== Prompt ==
Write out the whole of the material exactly.

== Source data ==
---
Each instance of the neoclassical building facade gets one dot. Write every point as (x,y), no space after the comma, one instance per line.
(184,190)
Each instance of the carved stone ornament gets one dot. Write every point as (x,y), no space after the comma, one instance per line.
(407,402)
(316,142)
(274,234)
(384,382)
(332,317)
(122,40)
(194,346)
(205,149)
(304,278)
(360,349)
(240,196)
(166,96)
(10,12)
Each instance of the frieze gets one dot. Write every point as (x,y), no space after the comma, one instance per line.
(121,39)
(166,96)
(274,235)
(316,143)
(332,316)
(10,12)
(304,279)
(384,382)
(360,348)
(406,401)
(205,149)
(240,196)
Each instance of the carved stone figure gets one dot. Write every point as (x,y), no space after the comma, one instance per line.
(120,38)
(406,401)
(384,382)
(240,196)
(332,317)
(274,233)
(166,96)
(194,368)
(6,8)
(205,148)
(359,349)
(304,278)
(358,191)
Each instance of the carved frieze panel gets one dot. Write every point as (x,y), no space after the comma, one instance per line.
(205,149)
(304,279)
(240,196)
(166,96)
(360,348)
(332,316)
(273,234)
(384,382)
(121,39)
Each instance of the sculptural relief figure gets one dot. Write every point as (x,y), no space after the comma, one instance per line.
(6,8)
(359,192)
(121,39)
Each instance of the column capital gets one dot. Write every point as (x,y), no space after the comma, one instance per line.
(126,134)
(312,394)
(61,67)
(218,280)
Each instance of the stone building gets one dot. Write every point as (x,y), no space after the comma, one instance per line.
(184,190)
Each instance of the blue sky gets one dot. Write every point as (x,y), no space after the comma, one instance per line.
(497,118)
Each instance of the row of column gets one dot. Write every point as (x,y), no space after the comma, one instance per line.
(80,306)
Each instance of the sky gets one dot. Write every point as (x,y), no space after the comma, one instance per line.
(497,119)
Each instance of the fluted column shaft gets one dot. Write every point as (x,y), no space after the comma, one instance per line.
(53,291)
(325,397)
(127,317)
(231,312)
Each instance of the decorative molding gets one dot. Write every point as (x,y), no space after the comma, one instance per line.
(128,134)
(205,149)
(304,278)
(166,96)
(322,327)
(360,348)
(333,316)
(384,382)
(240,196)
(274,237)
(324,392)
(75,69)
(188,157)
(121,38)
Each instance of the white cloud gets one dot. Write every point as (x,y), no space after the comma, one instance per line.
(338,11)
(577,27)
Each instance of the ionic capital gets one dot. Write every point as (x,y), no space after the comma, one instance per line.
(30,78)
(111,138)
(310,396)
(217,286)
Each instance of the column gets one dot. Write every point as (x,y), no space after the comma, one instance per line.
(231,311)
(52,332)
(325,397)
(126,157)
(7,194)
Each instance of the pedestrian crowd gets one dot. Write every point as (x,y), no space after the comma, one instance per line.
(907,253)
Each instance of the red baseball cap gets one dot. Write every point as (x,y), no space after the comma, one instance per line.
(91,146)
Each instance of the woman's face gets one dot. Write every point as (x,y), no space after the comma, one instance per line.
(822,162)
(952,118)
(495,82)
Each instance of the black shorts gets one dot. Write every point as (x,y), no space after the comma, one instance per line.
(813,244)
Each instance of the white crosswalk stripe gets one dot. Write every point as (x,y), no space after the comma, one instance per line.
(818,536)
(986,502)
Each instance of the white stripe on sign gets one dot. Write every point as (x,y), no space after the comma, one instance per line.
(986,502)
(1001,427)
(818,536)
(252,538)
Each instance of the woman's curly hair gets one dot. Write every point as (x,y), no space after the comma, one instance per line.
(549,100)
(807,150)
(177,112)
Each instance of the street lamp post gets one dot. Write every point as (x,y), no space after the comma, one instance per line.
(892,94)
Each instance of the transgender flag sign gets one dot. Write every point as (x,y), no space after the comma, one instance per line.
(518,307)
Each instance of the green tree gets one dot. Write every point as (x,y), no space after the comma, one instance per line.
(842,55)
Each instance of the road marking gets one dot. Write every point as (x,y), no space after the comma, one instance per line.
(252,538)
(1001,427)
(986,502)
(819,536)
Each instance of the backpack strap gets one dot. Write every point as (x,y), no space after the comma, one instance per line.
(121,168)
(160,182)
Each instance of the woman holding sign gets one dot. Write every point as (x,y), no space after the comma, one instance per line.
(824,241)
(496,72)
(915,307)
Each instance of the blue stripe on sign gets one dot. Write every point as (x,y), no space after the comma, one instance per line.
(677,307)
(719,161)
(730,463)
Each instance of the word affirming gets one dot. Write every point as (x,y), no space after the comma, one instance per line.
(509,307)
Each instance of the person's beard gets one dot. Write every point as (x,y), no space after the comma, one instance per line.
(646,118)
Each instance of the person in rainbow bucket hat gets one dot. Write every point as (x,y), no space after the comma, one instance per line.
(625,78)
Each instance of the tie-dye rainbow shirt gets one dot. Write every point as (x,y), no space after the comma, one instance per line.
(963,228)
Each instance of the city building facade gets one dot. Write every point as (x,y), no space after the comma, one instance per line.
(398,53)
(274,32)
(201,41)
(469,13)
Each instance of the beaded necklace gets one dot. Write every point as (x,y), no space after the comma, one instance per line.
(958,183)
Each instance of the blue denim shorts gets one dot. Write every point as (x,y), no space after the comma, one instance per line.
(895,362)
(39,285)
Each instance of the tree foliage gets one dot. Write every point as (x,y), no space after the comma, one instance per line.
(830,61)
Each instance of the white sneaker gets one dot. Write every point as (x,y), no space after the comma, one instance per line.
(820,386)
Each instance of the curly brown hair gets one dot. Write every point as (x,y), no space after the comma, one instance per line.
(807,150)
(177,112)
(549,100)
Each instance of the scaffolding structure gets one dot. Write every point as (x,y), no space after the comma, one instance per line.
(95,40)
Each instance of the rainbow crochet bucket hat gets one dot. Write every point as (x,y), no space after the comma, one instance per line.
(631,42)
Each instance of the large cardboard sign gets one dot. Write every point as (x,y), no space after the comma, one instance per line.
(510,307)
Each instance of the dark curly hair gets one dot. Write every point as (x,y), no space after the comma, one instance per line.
---
== Solution to this problem ==
Each instance of the neoclassical building facade gets one dot. Write every point as (x,y), no space after the comma, one instance per line.
(184,190)
Each instance of the carved stone ornament gets one dot. Write every point as (x,y), no space after the comma, one instance per line.
(407,402)
(316,142)
(274,234)
(384,382)
(332,317)
(122,40)
(194,346)
(205,149)
(304,278)
(360,349)
(240,196)
(166,96)
(10,12)
Each instance of the frieze gets one dot. Write every point as (x,y), no space after the comma, one instance per line.
(121,39)
(166,96)
(274,235)
(316,143)
(332,316)
(10,12)
(304,279)
(384,382)
(360,348)
(406,401)
(205,149)
(240,196)
Each instance of the carved stone figure gets one dot. Write every point as (x,y), no space after the comma, one instance per line.
(120,38)
(406,401)
(384,382)
(240,196)
(332,317)
(274,233)
(166,96)
(194,368)
(6,8)
(205,148)
(359,349)
(304,278)
(358,191)
Each instance of the carved frieze panel gets one dot. Write every point as (x,y), no space after the comma, one instance per line.
(205,149)
(304,279)
(240,196)
(166,96)
(360,348)
(332,316)
(273,234)
(384,382)
(121,39)
Each instance of the sculptural relief figure gets one dot. Write every point as (x,y), no space after the comma, one instance per line.
(6,8)
(359,192)
(121,39)
Each instance of the column capital gets one dot. Write every point as (x,y), no space after the comma, one instance per line.
(126,134)
(312,394)
(61,67)
(218,280)
Each instance of the stone building gets one dot. Write every point as (x,y), no space after the comma, one instance per line.
(184,190)
Each instance of the blue sky gets one dot. Write every point as (x,y), no space after the comma, one instance per line.
(497,118)
Each instance of the row of column gets one dot. Write every point as (x,y), no space after the comma, one instance per line.
(80,306)
Each instance of the sky gets one dot. Write every point as (x,y), no space after the comma, one instance per line.
(497,119)
Each instance of the fluted column shaft gets one dot. Write every point as (x,y), no space after the comma, one instance per line.
(53,291)
(325,397)
(127,317)
(231,312)
Each instance of the decorative molding gets one dot. Write every point as (x,y), no space after the comma, one instance per line.
(128,134)
(205,149)
(304,278)
(166,96)
(322,327)
(360,348)
(333,316)
(384,382)
(240,196)
(274,237)
(324,392)
(75,69)
(188,157)
(121,38)
Each instance of the white cloud gets one dot. Write every point as (x,y), no space after the comma, one instance per line.
(338,11)
(577,27)
Each instance of the ionic capital gets one dot. Write every point as (x,y), no space after the comma, one instance per line.
(30,78)
(111,138)
(310,396)
(217,286)
Each instance of the column gets one dot. Write every point as (x,y), no space after the comma, one instance per line.
(231,311)
(52,332)
(325,397)
(126,157)
(7,194)
Each instance of the pedestrian crowd gets one dot. Write every point as (x,y), no space after the comma, one instance per line.
(907,253)
Each instance of the red baseball cap gets one dot. Write every point as (x,y), no space after the comma, one instance per line.
(91,146)
Each instance of the woman's face gets one dot. Write every point as (x,y), no space after the comma, one instance per line.
(822,162)
(952,118)
(495,82)
Each instance of the black shorts gets one dot. Write every point as (x,y), no space after the comma, one instance per line.
(813,244)
Each instance of the white crosswalk stripe gets one dot. Write every point as (x,y), no space after the comma, one instance per line.
(818,536)
(986,502)
Each instance of the white stripe on sign gets one dot. Write every point as (x,y), no space after the comma, one instance per line.
(986,502)
(1001,427)
(818,536)
(252,538)
Each instance of the woman's curly hair gets one dot. Write every point as (x,y), no space after the comma, one instance per line.
(549,100)
(807,150)
(177,112)
Each instance of the street lamp post gets one dot. Write every point as (x,y), no space after the comma, one instance per line.
(892,94)
Each instance of the transgender flag sign gets one dot. Write every point as (x,y), no space after the comma, one instance per line.
(518,307)
Each instance of the green tree gets one dot. Write every point as (x,y), no space after the comma, one instance per line.
(842,55)
Each instance of the road marking gets one dot. Write every point as (x,y), no space after the comma, one instance per line.
(252,538)
(1001,427)
(986,502)
(819,536)
Each instance of the backpack strap gets one dot. Write every point as (x,y), no space after the comma, one instance per line.
(121,168)
(160,182)
Each instance of the woman holding sign gets one dot. Write every point as (x,y), no space after the comma, one instance per line.
(824,241)
(496,72)
(915,307)
Each instance of the blue stripe on sign gets one dot. Write every point as (x,y), no space after the comma, one instance per line.
(677,307)
(719,161)
(730,463)
Each instance of the word affirming gets one dot. Write every point as (x,y), no space after the comma, one instance per line.
(509,307)
Each instance of the person's beard gets one dot. Write every point as (x,y), no space after the comma, one instance per line.
(646,118)
Each instance of the person in rainbow bucket hat gets one dot. Write every point as (x,y), no space after the comma, one instance per line.
(625,78)
Each instance of the tie-dye rainbow shirt gets one dot. Write every point as (x,y), no space after the comma, one instance per line.
(963,228)
Each instance of the city building facade gets one dot. Write every point as (x,y), no space after the comma, one instance per line.
(398,53)
(274,32)
(201,41)
(469,13)
Each instance of the beaded necklace gets one dot. Write every point as (x,y), no space after the comma, one instance per line.
(958,183)
Each instance of the blue denim shorts gets one dot. Write every point as (x,y), no space after the comma, one instance per line.
(895,362)
(39,285)
Each instance of the tree foliage gets one dot. Write every point as (x,y), no space after the comma, one instance per line.
(830,61)
Each instance of the white sneaker gets one dot. Write every point as (x,y), no space after the comma, one instance per line.
(820,386)
Each instance of the curly brown hair gets one dot. Write every point as (x,y), no space after the comma, one instance per line.
(807,150)
(177,112)
(549,100)
Each instance of the scaffolding structure gets one dot. Write every point as (x,y), no space after the comma, one instance per line.
(95,40)
Each instance of the rainbow crochet bucket hat gets one dot. Write every point as (x,y), no space after the comma, one instance per line.
(631,42)
Each instance of the large cardboard sign gets one dot. Write every point as (x,y), no space after the comma, one instance per line.
(510,307)
Each instance of the dark curly hair gets one dot. Write every point as (x,y), no space after the comma, one instance per line.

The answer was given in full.